28 июля родился режиссер Илья Авербах (1934–1986). Он был настоящей звездой своего поколения: статный, интеллигентный, элегантно одетый. И фильмы его по своей форме были в определенном смысле его отражением.
Илья Авербах и Ирина Купченко на съёмках фильма «Чужие письма»
«Я был недостаточно полоумным, чтобы воистину стать человеком науки», – говорит академик Сретенский в одном из лучших фильмов Ильи Авербаха «Монолог». Проводя параллель между созидательными мирами науки и искусства, он утверждает, что «ученый, как и художник, должен быть немного тронутым».
Самого же Авербаха вполне можно назвать одним из самых не безумных, последовательных, тактичных и сдержанных на изобразительные средства режиссеров. По этой ли причине его имя редко относят к когорте великих – вопрос неоднозначный. Как, собственно, и критерии, по которым эта самая степень величия измеряется. Тем не менее, талант, мастерство и пресловутая самобытность Ильи Авербаха заявляют о себе практически в каждом его фильме. Он был звездой «Ленфильма», любимейшим учеником Григория Козинцева, сценарии для него писал сам Евгений Габрилович, а музыку – Альфред Шнитке.
Да, вероятно, нет никакой другой области, помимо искусства, в которой болезненность так тесно связывалась бы с гениальностью. И хотя с точки зрения формы фильмы Авербаха и впрямь поразительно «здоровые», сюжеты и характеры его при этом – парадоксально болезненны.
Самый очевидный уровень проявления этой болезненности, конечно же, любовь. Любовь роковая, фанатичная и трагическая, любовь как психоз и как незаживающая рана. Это и проникнутая фатумом история влюбленных в фильме «Драмы из старинной жизни» по рассказу Лескова, и безответная любовь Филиппка к своей жене длиною в целую жизнь («Объяснение в любви»), и жертвенность профессора Сретенского по отношению к женщинам всех поколений – от жены до внучки («Монолог»), и Фарятьев, судорожно приговаривающий «Я бы все это забыл, если бы она захотела. Я бы все забыл».
Самым чистым и концентрированным воплощением этой философии, вероятно, является сцена побега Александры (Марина Неёлова) в «Фантазиях Фарятьева». Утопающая на протяжении всего фильма в отвержении и одержимая призрачным Бедхудовым (который так ни разу и не появляется в кадре), она в одночасье оживает с возвращением любимого и с нездоровым блеском в глазах носится по квартире, собирая вещи для побега. «А Фарятьев?», – спрашивает ее сестра. «Фарятьев? Ой, очень хороший человек, скажи ему спасибо», – отвечает она.

• РАБОЧЕЕ ЗАДАНИЕ
Ответьте на вопросы по тексту об Илье Авербахе.
(a) Кто писал музыку к фильмам Авербаха?
(b) По чьему рассказу снят фильм «Драмы из старинной жизни»?
(c) Какая актриса исполняет роль Александры в «Фантазиях Фарятьева»?
Для ответов достаточно сведений из самого текста, внешние источники не нужны.

• ЗАПИСИ НАБОРА ДАННЫХ
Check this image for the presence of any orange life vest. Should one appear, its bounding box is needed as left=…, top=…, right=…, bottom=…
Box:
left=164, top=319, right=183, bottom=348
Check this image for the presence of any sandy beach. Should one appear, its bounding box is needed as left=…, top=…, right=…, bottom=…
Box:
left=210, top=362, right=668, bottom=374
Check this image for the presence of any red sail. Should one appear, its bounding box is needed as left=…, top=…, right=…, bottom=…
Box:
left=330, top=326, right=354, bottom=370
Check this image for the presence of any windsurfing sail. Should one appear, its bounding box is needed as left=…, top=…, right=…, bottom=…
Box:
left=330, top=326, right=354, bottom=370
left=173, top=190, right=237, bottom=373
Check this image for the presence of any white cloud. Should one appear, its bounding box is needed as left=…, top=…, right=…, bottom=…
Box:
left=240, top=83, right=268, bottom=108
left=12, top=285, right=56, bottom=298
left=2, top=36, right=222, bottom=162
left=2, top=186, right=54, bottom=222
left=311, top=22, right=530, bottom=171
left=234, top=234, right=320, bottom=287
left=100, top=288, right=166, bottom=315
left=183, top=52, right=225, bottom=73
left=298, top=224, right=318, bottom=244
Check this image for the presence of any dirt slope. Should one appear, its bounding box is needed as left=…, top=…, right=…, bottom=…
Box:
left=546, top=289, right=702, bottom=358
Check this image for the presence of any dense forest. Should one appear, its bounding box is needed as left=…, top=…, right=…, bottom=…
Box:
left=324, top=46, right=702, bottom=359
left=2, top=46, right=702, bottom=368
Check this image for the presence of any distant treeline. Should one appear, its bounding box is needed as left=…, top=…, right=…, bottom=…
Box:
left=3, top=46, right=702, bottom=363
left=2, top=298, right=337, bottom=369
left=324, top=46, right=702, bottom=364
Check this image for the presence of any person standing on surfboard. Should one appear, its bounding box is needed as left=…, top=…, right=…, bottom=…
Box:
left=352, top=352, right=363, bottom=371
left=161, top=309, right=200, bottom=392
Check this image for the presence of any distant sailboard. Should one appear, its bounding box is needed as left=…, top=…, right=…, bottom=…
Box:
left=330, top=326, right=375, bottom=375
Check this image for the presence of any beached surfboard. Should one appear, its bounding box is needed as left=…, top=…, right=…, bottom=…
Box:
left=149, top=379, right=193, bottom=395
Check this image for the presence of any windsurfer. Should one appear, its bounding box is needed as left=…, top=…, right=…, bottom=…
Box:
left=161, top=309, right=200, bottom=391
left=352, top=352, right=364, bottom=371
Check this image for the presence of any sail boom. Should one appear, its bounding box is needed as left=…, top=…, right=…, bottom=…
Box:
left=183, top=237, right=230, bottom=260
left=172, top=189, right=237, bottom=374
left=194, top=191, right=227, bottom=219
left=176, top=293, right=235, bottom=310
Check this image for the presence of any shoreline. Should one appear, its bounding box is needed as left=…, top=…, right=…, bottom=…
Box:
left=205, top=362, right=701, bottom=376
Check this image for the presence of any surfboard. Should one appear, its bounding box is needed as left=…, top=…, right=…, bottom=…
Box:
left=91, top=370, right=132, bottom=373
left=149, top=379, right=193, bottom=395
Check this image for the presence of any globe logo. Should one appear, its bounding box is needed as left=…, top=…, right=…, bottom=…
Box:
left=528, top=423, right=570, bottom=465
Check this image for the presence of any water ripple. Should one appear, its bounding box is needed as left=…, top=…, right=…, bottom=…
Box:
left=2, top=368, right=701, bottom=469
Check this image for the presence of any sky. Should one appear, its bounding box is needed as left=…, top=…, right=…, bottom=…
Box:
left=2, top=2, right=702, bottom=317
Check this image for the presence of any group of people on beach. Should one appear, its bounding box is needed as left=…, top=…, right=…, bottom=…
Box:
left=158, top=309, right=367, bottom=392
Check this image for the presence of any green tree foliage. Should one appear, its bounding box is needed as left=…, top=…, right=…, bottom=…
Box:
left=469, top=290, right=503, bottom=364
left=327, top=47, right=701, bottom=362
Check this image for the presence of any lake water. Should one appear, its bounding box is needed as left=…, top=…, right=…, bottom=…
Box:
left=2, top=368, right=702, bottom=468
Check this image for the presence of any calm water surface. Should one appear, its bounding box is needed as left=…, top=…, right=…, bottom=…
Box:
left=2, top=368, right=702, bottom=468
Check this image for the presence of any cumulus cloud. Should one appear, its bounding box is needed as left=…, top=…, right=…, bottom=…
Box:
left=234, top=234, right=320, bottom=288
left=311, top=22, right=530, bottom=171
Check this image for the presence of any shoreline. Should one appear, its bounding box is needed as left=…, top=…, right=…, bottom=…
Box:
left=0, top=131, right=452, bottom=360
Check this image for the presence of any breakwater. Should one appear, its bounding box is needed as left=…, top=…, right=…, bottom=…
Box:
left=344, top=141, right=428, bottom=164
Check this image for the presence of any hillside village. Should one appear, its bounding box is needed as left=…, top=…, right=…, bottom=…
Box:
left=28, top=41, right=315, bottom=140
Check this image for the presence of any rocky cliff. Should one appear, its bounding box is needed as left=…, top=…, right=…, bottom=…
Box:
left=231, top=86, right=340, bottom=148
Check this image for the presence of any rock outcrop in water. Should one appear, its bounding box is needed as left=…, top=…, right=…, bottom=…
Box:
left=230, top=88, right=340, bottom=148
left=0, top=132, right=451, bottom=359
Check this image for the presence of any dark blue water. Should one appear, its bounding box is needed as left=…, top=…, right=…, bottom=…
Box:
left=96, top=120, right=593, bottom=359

• РАЗБОР РЕШЕНИЯ
(a) Альфред Шнитке.
(b) По рассказу Лескова.
(c) Марина Неёлова.